If you love chocolate, then National Chocolate Wafer Day on July 3rd allows you to indulge in a delicately sweet cookie with a history.  Have one for breakfast, lunch or dinner!

  • 15th Century – The Aztecs use chocolate as a currency.
  • 1847 – A Bristol company, J.S. Fry & Sons, makes the first bar of chocolate.
  • 1800s – Also called sugar wafers, these delicate snacks melt in your mouth. Made since the mid-1800s in the United States, makers called the cookies many names; wafer cookies, sugar wafers, sugar biscuits, fairy wafers.
  • 1894 – The earliest known record of an ice cream sandwich occurred in 1894. The recipe calls for ice cream slathered between two slices of sponge cake. Today, it’s most commonly placed between chocolate wafers or cookies.
  • 1898 – Manner, an Austrian company, makes the first chocolate wafers.
  • 1912 – Magic happened on March 6, 1912, when two decoratively embossed chocolate-flavored wafers met up with a rich crème filling. Today, Oreo is the world’s top-selling cookie.
  • 1924 – While cookies and pastries containing cocoa have been produced for centuries, the commercial version of the chocolate wafer got its start back in 1924, when the National Biscuit Company (now known as Nabisco) began selling them in tins along with sugar wafers and ginger wafers.
  • 1935 – KitKat begins being produced in the U.K.
  • A wafer is a crisp, often sweet, very thin, flat, and dry biscuit, often used to decorate ice cream. Wafers can also be made into cookies with cream flavoring sandwiched between them.
  • These crispy, sweet snacks are an American favorite. With their waffle surface pattern and thin layers, they can often be found accompanied by ice cream or cooked into other baked goods.

════════════════════

Requirement:
From the chocolate wafer text, copy the passage from "If you love" up to and including "first chocolate wafers.", word for word.

Material supplied:
════════════════════

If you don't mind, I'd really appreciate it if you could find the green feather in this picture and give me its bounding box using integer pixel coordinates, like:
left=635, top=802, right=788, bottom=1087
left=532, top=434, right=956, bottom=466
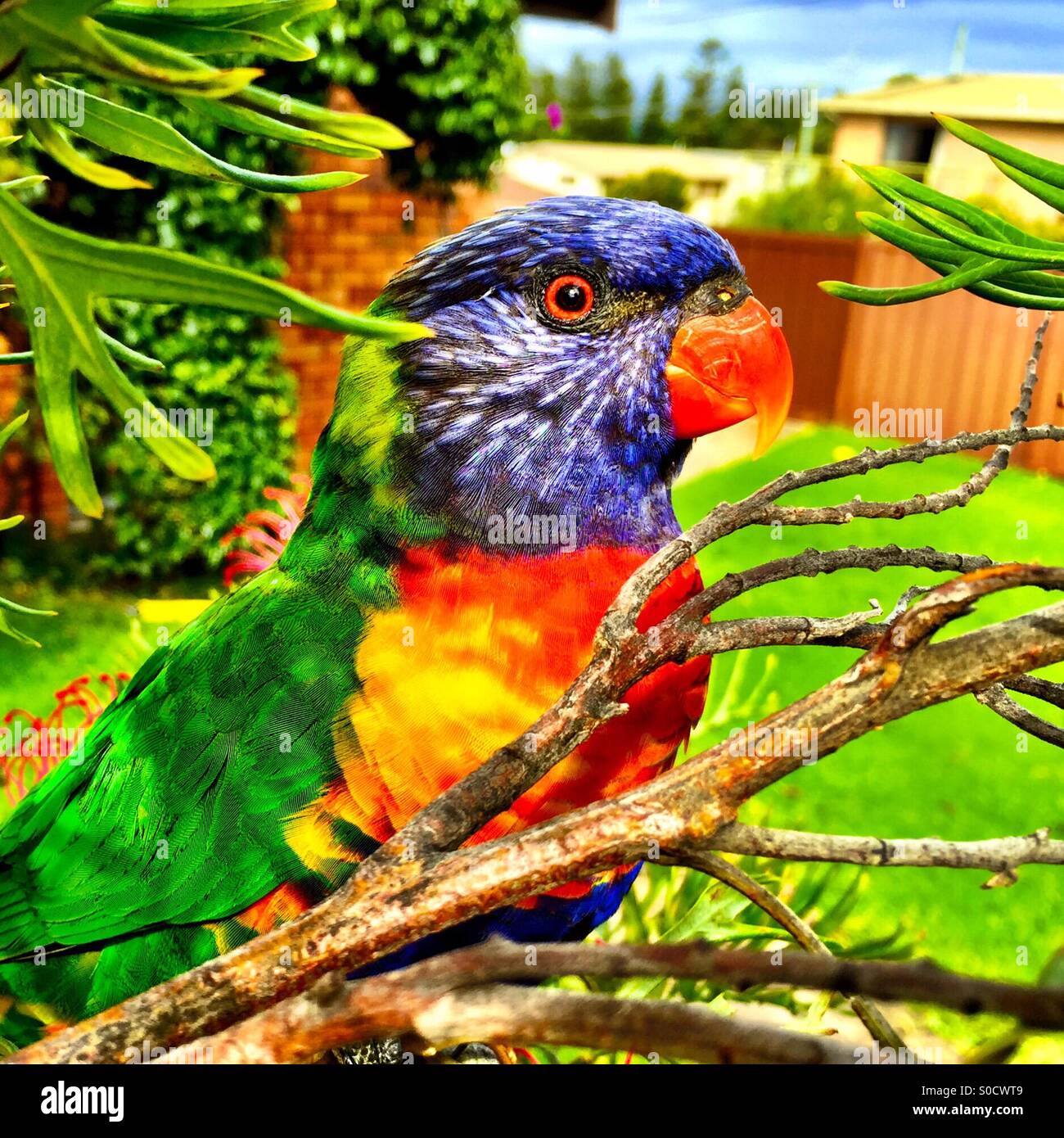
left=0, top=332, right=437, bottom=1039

════════════════════

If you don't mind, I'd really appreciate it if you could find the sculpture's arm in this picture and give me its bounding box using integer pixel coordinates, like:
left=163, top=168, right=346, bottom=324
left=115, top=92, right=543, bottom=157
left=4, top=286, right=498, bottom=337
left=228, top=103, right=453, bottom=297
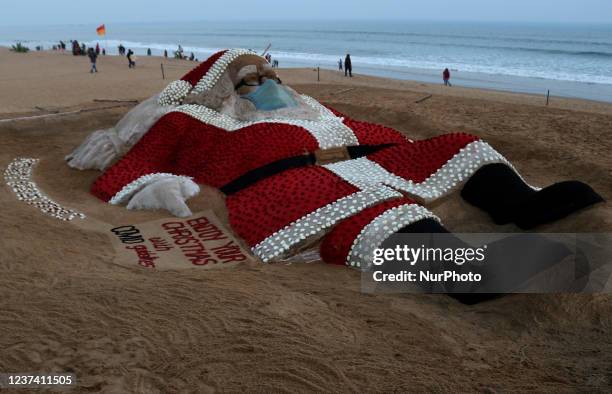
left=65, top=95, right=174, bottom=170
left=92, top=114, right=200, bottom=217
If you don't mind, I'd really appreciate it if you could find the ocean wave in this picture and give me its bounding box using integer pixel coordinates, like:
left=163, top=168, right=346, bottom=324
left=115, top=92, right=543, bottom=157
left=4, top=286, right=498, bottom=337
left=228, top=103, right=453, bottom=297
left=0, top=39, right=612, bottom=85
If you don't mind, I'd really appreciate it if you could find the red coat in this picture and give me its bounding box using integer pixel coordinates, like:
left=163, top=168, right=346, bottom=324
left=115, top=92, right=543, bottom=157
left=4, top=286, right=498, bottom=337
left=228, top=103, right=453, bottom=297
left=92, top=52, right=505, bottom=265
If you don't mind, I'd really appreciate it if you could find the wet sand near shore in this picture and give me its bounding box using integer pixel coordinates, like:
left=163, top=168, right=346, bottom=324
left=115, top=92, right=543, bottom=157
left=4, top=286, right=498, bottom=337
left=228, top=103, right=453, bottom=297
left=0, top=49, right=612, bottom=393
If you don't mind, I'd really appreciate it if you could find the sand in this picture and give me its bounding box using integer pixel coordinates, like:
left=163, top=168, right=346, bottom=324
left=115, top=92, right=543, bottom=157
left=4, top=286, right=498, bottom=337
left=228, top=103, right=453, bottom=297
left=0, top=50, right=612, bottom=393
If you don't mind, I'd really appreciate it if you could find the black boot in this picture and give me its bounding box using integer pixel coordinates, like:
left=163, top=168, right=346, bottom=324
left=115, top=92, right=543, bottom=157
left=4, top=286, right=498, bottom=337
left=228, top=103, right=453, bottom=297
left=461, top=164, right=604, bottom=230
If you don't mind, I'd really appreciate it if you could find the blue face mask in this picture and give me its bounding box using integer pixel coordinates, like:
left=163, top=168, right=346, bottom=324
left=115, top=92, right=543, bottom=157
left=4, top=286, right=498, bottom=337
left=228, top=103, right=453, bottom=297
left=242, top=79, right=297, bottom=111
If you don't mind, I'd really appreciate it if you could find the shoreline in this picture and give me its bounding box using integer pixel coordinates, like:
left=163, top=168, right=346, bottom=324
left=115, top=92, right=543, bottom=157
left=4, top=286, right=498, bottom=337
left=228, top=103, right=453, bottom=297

════════════════════

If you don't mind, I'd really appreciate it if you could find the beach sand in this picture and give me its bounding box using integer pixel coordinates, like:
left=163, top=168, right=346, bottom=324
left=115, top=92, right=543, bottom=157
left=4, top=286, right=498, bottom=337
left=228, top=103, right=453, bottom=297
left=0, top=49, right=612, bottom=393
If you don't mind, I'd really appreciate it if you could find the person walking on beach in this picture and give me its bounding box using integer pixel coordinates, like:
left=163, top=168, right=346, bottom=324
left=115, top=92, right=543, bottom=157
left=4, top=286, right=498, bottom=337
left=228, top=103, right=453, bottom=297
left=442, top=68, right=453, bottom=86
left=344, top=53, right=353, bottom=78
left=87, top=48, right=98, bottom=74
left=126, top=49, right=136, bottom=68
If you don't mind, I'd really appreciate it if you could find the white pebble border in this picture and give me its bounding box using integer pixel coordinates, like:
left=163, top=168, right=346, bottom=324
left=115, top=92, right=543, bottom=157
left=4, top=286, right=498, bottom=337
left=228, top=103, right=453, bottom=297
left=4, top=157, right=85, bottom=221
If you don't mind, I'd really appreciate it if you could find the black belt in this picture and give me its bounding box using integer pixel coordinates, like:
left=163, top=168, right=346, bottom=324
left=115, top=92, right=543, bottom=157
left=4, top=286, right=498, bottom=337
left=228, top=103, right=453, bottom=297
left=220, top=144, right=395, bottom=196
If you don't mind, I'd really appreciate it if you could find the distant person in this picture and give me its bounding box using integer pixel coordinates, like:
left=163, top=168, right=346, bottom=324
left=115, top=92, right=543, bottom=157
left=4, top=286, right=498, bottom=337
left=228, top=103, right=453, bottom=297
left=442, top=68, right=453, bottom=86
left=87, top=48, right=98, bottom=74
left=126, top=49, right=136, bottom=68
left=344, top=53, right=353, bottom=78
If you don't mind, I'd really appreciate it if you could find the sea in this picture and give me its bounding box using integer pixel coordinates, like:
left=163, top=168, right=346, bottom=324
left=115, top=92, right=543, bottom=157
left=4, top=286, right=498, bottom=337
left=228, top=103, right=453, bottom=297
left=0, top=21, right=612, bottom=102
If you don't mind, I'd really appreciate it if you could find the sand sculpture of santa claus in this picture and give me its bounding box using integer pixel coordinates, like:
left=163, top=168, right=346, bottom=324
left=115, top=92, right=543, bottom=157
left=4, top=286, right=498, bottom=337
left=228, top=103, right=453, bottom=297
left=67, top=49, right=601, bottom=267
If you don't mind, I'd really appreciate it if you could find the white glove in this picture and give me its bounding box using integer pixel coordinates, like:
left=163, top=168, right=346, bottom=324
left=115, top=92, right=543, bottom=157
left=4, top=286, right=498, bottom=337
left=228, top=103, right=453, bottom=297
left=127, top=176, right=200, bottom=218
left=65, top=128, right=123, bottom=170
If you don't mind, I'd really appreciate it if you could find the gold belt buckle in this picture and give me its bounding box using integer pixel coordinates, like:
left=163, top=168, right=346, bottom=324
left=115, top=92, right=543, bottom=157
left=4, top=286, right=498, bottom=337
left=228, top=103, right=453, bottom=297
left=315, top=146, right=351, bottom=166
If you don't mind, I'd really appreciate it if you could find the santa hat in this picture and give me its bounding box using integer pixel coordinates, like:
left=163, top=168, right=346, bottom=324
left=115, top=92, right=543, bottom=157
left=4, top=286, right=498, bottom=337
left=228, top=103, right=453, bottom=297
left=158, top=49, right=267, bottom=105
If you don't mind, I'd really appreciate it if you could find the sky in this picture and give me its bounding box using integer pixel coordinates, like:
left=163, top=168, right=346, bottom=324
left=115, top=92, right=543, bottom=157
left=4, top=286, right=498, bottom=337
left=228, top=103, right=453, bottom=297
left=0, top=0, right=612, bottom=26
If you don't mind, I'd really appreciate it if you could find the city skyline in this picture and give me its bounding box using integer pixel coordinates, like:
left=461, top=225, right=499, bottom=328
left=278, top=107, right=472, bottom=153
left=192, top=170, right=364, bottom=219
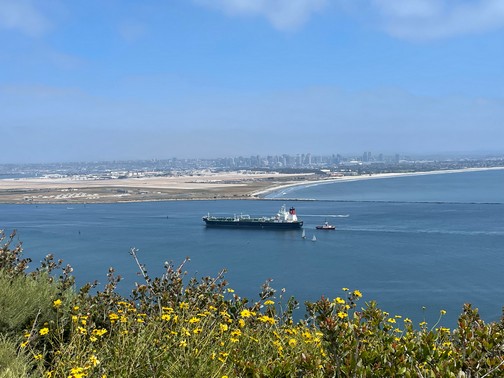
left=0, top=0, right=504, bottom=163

════════════════════

The response:
If you love chocolate, then National Chocolate Wafer Day on July 3rd allows you to indulge in a delicately sweet cookie with a history.  Have one for breakfast, lunch or dinner!

  • 15th Century – The Aztecs use chocolate as a currency.
  • 1847 – A Bristol company, J.S. Fry & Sons, makes the first bar of chocolate.
  • 1800s – Also called sugar wafers, these delicate snacks melt in your mouth. Made since the mid-1800s in the United States, makers called the cookies many names; wafer cookies, sugar wafers, sugar biscuits, fairy wafers.
  • 1894 – The earliest known record of an ice cream sandwich occurred in 1894. The recipe calls for ice cream slathered between two slices of sponge cake. Today, it’s most commonly placed between chocolate wafers or cookies.
  • 1898 – Manner, an Austrian company, makes the first chocolate wafers.